Data lines
------------------------------

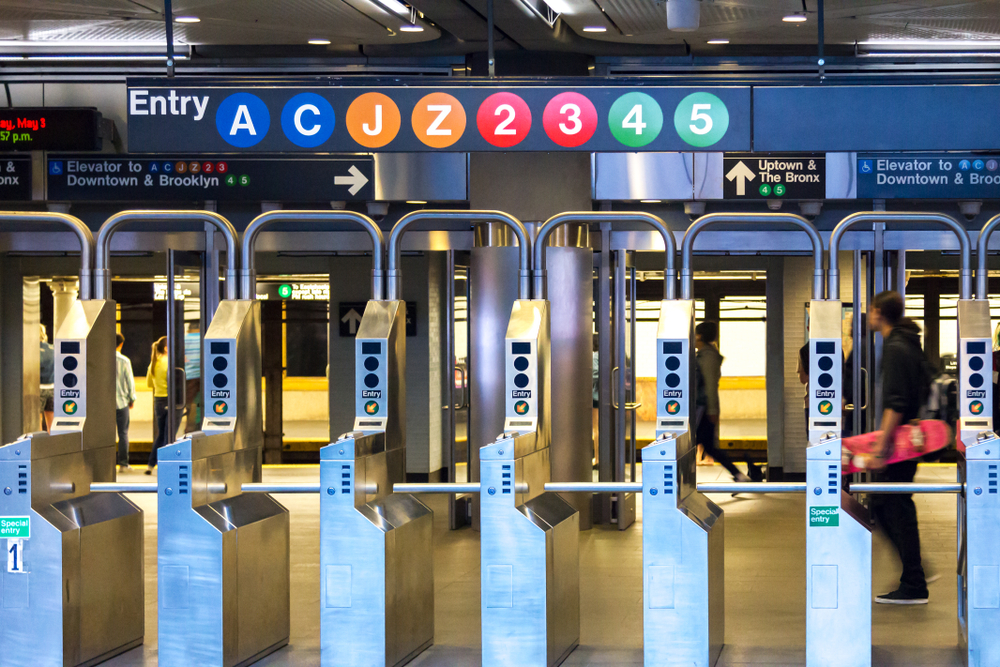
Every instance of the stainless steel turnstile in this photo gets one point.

------------------------------

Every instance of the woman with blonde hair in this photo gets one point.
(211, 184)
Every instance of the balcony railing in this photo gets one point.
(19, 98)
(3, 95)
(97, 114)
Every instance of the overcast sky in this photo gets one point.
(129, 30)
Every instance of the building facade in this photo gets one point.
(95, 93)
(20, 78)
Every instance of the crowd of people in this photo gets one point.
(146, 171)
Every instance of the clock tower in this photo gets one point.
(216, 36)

------------------------------

Exercise brief
Tally the lines in the records that contain the string "Every", matching case exactly, and give only that number.

Full output
7